** begin **

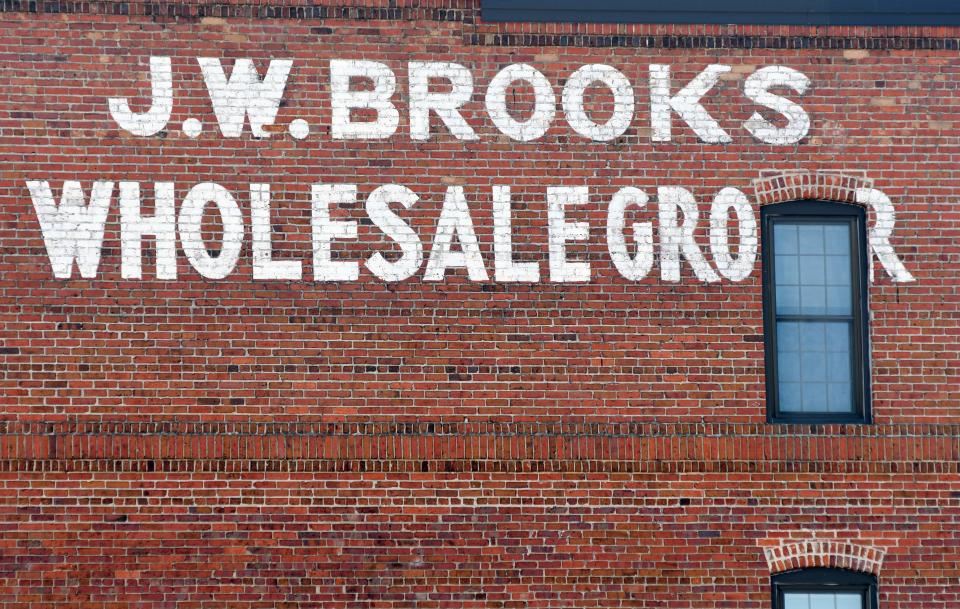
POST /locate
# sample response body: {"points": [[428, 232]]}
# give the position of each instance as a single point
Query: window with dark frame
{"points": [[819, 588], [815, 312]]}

** end **

> REQUIRED TASK
Please turn the material above into a numbered list with one line per item, skipping any blank lines and leaving the picture out.

> SOLUTION TO THIS EXERCISE
1. POST /locate
2. # sample response body: {"points": [[428, 232]]}
3. # give the position of each instance as a single point
4. Query: window with dark frame
5. {"points": [[819, 588], [815, 312]]}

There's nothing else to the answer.